> **Requirement**
What you produce should be every line from the data that includes "face".

*** Information provided Section Begins ***

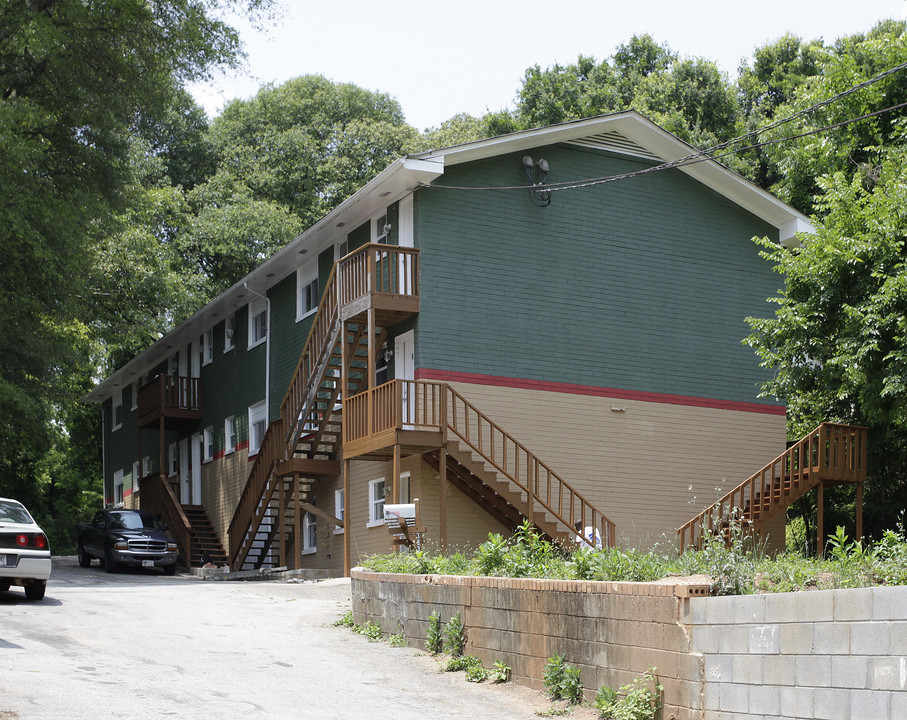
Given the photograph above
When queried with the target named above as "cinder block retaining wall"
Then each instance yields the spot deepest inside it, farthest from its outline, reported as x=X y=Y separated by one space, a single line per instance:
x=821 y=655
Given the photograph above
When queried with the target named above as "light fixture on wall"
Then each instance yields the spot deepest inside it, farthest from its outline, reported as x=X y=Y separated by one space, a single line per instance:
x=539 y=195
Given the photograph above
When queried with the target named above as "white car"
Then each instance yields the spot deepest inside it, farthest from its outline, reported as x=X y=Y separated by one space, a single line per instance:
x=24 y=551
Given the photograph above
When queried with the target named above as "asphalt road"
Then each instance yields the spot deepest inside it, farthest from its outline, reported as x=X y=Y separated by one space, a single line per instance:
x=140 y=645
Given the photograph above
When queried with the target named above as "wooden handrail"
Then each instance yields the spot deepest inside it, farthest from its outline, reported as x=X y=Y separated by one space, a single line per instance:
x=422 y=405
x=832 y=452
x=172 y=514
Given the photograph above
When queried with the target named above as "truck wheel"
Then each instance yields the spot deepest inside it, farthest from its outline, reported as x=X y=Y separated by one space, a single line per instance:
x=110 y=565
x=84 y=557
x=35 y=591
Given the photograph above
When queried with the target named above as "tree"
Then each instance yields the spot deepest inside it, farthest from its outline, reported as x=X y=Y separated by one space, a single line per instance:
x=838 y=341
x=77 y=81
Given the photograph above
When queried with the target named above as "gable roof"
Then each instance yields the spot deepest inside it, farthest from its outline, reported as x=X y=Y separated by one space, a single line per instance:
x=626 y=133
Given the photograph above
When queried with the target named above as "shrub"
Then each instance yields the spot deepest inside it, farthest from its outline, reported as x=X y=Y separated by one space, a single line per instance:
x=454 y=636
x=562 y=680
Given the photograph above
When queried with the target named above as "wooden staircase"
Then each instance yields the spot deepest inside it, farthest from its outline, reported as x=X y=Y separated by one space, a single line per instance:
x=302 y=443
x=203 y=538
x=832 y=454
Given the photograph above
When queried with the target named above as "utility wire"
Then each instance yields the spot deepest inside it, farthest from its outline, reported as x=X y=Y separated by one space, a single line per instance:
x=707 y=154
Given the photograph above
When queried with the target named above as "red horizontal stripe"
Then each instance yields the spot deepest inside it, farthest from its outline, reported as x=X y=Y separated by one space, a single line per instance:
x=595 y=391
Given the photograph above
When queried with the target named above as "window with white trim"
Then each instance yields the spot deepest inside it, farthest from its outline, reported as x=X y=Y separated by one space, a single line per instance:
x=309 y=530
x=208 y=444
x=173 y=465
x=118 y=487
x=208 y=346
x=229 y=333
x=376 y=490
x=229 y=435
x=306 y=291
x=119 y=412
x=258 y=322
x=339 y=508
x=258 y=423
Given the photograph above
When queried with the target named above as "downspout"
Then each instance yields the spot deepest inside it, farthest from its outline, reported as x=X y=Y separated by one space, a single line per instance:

*** Information provided Section Ends ***
*** Information provided Section Begins ***

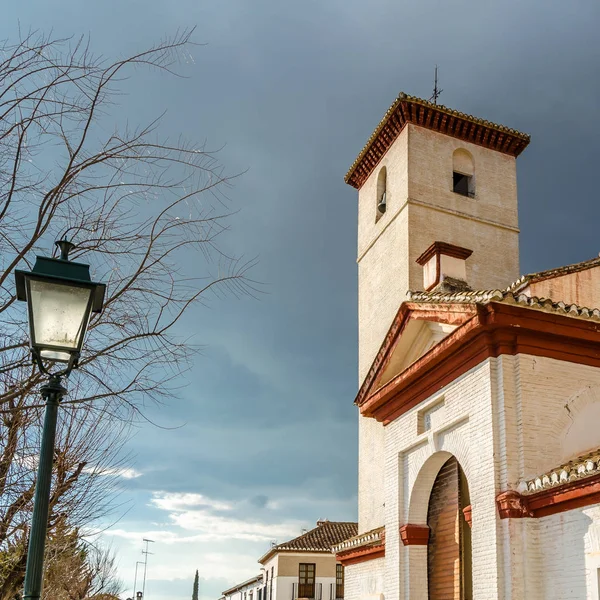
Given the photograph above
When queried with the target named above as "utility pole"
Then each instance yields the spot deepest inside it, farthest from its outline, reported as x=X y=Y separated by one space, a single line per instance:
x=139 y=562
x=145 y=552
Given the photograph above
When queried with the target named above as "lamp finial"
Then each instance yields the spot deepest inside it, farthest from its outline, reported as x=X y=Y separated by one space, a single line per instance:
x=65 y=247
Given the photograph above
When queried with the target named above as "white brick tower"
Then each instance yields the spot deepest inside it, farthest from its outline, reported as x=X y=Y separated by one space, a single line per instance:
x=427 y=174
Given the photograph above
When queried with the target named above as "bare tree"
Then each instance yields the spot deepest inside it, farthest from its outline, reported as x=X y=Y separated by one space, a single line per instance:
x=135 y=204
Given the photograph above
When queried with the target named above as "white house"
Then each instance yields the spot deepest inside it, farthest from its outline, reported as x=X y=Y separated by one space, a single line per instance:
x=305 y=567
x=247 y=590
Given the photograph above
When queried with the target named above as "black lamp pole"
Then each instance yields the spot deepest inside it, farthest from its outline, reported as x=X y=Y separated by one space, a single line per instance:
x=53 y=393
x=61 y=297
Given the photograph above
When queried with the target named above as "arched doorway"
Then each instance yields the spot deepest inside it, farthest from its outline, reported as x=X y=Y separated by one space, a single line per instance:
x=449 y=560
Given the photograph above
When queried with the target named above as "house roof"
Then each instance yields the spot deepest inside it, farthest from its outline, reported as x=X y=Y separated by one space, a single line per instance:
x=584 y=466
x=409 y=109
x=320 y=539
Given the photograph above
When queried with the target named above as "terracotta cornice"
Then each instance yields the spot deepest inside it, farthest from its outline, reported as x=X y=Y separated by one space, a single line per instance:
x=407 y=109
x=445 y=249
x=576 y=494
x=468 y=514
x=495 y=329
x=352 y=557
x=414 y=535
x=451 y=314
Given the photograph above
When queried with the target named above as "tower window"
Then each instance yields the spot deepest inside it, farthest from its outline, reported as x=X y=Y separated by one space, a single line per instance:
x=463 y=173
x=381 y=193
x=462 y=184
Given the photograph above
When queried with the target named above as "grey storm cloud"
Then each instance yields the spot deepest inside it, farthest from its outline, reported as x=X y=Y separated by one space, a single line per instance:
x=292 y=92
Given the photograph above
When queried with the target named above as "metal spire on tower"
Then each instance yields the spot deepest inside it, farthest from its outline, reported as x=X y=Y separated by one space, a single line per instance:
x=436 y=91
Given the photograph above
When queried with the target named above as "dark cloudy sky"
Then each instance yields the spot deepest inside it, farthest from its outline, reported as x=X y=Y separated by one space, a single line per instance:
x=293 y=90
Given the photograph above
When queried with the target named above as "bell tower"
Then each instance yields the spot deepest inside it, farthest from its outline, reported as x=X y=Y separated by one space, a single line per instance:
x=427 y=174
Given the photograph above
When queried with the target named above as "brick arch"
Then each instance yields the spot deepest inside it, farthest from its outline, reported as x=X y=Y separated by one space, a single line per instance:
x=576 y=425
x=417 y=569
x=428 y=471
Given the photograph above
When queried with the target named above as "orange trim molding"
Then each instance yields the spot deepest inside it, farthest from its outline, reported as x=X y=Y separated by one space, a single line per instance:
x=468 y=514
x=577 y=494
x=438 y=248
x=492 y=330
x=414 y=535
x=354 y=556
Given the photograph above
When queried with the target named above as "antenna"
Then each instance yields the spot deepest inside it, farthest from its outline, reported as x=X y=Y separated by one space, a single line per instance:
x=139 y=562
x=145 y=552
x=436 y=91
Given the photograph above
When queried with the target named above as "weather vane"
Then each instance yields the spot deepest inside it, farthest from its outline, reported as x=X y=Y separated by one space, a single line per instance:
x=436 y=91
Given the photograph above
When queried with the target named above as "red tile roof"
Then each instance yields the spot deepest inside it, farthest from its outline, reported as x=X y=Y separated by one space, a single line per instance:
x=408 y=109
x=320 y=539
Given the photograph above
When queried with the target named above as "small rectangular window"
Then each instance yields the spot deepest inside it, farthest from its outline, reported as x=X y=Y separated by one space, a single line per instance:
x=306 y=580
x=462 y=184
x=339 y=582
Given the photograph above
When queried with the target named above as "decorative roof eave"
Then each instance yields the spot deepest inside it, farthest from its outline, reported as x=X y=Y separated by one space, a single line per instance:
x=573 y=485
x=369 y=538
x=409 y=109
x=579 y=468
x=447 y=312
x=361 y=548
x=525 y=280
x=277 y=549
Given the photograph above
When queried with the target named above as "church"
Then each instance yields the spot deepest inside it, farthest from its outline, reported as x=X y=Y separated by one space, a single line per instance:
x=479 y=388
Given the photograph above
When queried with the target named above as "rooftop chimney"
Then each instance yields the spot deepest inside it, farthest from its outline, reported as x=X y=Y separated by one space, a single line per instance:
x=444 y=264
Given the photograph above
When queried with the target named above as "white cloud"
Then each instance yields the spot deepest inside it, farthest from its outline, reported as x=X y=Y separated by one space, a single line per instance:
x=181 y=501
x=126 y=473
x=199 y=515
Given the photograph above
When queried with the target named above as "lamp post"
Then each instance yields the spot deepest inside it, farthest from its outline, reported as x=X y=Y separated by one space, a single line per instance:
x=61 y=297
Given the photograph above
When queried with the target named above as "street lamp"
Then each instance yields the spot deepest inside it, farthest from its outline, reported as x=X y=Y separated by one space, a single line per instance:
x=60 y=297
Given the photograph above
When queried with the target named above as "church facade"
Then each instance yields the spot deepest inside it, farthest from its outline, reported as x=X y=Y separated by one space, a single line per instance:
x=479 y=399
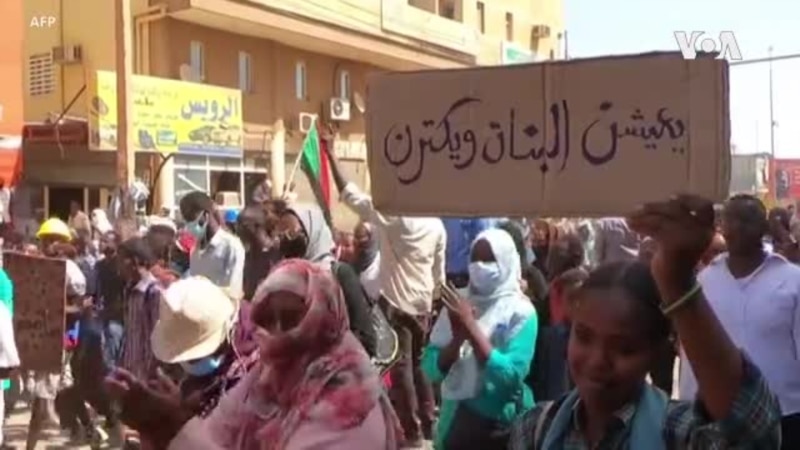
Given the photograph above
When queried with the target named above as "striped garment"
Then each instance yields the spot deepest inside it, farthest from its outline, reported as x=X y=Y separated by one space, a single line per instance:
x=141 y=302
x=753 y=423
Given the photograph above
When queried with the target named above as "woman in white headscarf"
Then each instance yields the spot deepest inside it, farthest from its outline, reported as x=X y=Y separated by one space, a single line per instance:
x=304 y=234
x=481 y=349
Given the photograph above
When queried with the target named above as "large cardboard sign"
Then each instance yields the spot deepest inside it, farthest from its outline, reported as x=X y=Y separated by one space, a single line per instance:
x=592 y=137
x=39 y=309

*** Information provided Section Ends ***
*** Information provided Section Begins ***

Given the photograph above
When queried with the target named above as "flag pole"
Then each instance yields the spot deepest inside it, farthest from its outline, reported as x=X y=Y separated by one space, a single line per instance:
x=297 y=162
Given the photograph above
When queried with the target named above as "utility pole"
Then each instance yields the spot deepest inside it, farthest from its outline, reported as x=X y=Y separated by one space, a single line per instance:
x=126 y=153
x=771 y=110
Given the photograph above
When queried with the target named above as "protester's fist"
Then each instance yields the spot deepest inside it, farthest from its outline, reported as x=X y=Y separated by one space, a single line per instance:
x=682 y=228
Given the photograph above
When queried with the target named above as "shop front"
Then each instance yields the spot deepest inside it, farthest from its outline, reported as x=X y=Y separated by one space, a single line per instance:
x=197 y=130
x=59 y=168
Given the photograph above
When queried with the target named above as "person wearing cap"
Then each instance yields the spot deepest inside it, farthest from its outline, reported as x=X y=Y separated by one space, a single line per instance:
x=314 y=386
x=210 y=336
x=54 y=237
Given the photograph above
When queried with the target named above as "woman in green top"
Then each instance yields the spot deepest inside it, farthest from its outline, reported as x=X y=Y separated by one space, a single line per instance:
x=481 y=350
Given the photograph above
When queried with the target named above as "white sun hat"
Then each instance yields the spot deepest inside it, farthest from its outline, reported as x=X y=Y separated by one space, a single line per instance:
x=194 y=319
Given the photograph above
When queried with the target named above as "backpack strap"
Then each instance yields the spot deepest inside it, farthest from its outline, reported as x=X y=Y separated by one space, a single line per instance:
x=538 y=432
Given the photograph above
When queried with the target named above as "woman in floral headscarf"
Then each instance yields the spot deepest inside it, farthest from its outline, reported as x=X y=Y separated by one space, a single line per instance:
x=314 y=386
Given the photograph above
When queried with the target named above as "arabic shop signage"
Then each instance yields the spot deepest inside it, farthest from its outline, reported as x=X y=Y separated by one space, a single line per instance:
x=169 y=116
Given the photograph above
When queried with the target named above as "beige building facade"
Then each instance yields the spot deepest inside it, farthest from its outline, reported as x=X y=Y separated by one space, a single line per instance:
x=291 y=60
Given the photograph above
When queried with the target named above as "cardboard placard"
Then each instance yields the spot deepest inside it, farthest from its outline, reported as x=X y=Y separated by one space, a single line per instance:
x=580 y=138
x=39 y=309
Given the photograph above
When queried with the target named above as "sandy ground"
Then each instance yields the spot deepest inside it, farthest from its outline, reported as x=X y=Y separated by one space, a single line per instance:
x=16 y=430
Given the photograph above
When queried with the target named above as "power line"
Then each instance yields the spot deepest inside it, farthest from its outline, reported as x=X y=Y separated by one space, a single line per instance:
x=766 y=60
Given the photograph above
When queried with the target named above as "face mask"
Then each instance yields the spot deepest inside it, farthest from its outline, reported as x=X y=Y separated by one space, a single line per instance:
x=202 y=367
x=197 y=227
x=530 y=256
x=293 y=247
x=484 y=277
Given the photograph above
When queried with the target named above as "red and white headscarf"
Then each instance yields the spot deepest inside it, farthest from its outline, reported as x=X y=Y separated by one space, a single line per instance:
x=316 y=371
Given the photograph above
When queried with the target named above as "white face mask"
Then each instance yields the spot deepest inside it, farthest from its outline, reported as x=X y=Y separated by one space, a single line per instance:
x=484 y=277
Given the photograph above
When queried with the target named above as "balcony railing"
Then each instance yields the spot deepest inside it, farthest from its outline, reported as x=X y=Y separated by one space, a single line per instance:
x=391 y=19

*** Information provided Section Ends ***

> **Response for this exercise**
When queried with the target named above as "face mask"
When queried with the target named above as "white face mask"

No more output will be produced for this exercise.